= Given problem =
Rewrite the lines of the records below, replacing every "bill" with "beak" and leaving everything else unchanged. Leave the pictures out of your answer.

= Data for the task =
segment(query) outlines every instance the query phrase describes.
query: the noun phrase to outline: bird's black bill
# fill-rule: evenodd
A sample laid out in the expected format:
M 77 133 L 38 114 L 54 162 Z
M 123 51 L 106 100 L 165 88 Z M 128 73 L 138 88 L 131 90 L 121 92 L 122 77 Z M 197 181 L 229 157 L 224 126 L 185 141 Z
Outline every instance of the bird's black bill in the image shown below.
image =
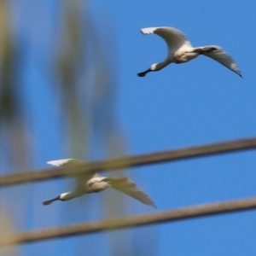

= Reply to the task =
segment(query) outlines every instance the query phrase describes.
query: the noun phrase to outline: bird's black beak
# fill-rule: evenodd
A sample laid out in the expected format:
M 77 133 L 38 114 L 54 162 Z
M 123 51 L 106 100 L 165 88 Z M 128 73 L 138 88 L 131 90 L 121 92 L 122 77 Z M 197 181 L 229 157 L 224 126 L 185 141 Z
Outline every instance of the bird's black beak in the image shown below.
image =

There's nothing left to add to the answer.